» **Document**
*****

# Cross-validation

Cross-validation is a widely used technique in machine learning and statistics for assessing the performance and generalization of a predictive model. 

It helps to evaluate how well a model will perform on unseen data and provides a more robust estimate of a model's performance than a single train-test split. 

The basic idea is to split the dataset into multiple subsets, train and test the model on different combinations of these subsets, and then aggregate the results to get a more comprehensive performance evaluation. 

Common types of cross-validation include k-fold cross-validation and leave-one-out cross-validation.

In [14]:
from sklearn.model_selection import KFold, cross_val_score
from sklearn.linear_model import LinearRegression
from sklearn.datasets import make_regression

# Load your dataset and target variable here
X, y = make_regression(n_samples=5, n_features=2, noise=1, random_state=42)

# Create a machine learning model (replace with your model)
model = LinearRegression()

# Specify the number of folds (e.g., 5-fold cross-validation)
num_folds = 5

# Create a KFold object to control the cross-validation process
kf = KFold(n_splits=num_folds, shuffle=True, random_state=42)

*****

» **Goals**
1. Which two common types of cross-validation does the cross-validation text name?
2. Pick up the cross-validation text right after the line that creates the KFold object, and carry it on from that point.

*****

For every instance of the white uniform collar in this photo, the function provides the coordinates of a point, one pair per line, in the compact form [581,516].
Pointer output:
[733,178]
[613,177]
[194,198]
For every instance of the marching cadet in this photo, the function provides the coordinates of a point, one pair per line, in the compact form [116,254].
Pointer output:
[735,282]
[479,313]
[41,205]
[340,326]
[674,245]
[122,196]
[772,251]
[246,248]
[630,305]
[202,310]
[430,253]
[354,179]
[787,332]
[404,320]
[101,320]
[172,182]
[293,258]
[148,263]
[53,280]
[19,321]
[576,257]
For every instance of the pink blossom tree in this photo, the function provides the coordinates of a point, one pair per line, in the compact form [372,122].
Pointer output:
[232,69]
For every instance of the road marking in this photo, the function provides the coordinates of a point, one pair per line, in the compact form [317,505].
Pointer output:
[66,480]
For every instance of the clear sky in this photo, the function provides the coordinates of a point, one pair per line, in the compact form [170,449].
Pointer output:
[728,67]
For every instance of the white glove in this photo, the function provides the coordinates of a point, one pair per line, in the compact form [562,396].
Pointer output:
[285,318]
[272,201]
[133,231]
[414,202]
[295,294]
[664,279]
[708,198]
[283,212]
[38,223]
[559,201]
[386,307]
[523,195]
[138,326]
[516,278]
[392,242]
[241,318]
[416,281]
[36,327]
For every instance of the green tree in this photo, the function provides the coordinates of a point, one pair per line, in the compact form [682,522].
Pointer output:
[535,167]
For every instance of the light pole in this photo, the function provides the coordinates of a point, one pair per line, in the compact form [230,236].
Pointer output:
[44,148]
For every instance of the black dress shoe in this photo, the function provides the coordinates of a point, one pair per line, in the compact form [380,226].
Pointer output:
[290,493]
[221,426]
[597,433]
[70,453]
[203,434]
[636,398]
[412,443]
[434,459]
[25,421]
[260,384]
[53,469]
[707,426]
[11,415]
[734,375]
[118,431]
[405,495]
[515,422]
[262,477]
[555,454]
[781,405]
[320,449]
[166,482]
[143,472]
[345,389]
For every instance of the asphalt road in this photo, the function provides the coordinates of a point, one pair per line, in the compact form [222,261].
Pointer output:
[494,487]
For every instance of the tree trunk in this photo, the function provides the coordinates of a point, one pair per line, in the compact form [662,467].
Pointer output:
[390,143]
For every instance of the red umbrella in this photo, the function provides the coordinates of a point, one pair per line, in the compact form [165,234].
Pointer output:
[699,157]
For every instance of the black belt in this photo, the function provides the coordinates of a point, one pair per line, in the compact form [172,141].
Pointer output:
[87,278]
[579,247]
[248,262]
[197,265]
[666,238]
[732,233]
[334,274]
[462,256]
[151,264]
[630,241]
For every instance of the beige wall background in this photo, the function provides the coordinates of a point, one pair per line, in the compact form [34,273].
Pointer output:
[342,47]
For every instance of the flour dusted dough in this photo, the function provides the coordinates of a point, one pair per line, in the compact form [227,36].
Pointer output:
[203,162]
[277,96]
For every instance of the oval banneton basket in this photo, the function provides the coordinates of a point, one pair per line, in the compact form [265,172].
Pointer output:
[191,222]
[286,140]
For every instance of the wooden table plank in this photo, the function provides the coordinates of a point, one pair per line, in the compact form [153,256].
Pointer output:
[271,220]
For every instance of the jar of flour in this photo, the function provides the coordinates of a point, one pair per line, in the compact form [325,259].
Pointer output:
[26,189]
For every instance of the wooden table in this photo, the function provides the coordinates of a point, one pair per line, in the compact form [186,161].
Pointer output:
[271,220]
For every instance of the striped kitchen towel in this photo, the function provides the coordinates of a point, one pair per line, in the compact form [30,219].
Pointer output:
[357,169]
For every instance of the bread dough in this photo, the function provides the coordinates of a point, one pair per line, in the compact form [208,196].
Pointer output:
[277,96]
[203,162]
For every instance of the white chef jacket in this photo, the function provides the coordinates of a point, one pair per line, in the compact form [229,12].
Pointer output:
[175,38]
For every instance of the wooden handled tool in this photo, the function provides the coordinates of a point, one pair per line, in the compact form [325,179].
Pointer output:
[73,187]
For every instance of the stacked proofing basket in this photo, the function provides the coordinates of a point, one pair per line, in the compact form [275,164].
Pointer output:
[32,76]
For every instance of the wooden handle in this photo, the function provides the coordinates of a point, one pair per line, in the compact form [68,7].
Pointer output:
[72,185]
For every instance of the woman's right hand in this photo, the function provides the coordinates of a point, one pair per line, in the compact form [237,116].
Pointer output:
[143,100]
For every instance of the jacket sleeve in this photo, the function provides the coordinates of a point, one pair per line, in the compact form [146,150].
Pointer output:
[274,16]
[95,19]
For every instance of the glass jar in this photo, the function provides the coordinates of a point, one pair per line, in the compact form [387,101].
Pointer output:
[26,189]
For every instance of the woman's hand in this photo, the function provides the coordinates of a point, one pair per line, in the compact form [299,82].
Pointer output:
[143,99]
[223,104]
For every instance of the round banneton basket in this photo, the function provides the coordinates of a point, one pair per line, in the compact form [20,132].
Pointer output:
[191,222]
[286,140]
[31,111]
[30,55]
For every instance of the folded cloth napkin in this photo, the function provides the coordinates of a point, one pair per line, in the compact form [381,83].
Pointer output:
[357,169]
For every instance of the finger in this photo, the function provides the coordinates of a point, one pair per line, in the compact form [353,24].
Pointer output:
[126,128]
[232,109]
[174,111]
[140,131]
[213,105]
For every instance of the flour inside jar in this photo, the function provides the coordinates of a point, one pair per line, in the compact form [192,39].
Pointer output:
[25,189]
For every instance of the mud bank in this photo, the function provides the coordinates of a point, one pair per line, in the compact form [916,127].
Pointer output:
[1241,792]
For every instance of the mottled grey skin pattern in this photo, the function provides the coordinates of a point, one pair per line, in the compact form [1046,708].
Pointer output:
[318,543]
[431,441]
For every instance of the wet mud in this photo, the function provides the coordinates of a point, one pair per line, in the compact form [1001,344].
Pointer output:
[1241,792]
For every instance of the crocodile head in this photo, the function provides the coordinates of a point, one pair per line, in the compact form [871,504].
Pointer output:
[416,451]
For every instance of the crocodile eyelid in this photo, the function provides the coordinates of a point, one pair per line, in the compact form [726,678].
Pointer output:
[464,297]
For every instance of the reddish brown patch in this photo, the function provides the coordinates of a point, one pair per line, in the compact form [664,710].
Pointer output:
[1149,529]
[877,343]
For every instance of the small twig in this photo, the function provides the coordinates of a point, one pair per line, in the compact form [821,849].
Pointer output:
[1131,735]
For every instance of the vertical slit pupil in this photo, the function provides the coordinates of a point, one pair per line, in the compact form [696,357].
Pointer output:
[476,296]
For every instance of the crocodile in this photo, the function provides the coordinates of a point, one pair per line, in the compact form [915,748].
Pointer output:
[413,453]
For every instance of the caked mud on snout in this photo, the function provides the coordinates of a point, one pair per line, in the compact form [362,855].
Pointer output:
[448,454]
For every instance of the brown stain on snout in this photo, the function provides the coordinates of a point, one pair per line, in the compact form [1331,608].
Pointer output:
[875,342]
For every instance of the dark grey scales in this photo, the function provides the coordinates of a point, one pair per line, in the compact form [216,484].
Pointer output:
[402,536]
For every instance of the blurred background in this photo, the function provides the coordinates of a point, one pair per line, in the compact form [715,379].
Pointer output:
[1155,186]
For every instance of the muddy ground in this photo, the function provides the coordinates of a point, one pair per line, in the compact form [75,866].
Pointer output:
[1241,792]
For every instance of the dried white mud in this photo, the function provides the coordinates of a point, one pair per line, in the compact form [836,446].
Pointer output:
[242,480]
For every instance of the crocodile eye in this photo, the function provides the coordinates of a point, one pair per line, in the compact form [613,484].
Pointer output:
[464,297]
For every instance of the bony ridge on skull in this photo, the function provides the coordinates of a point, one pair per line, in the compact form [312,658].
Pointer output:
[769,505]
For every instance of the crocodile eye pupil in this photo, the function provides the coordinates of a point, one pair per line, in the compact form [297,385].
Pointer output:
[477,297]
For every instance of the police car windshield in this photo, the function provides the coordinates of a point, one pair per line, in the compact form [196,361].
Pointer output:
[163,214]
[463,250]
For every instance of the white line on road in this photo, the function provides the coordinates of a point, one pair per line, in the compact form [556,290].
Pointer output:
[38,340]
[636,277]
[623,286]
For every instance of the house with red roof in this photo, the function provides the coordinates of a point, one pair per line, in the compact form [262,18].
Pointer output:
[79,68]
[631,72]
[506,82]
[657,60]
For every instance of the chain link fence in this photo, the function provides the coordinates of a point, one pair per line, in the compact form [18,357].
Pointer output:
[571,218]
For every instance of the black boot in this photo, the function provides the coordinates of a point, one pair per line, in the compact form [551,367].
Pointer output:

*****

» **Answers for the tasks**
1. K-fold cross-validation and leave-one-out cross-validation.

2.
# Perform cross-validation and specify the scoring metric (e.g., mean squared error)
scores = cross_val_score(model, X, y, cv=kf, scoring='neg_mean_squared_error')

# The scores are typically negative, so we take their absolute values and calculate the mean
mse_scores = -scores
mean_mse = mse_scores.mean()

for i, mse in enumerate(mse_scores):
    print(f"Fold {i} | Mean Squared Error (MSE): {mse:.4f}")
    
print(f"\nMean Squared Error (MSE) across {num_folds} folds: {mean_mse:.4f}")

Fold 0 | Mean Squared Error (MSE): 0.8463
Fold 1 | Mean Squared Error (MSE): 0.0929
Fold 2 | Mean Squared Error (MSE): 3.3469
Fold 3 | Mean Squared Error (MSE): 1.5318
Fold 4 | Mean Squared Error (MSE): 1.7142

Mean Squared Error (MSE) across 5 folds: 1.5064


In [4]:
mse_scores

array([0.84628596, 0.09293514, 3.34686517, 1.53176163, 1.71417011])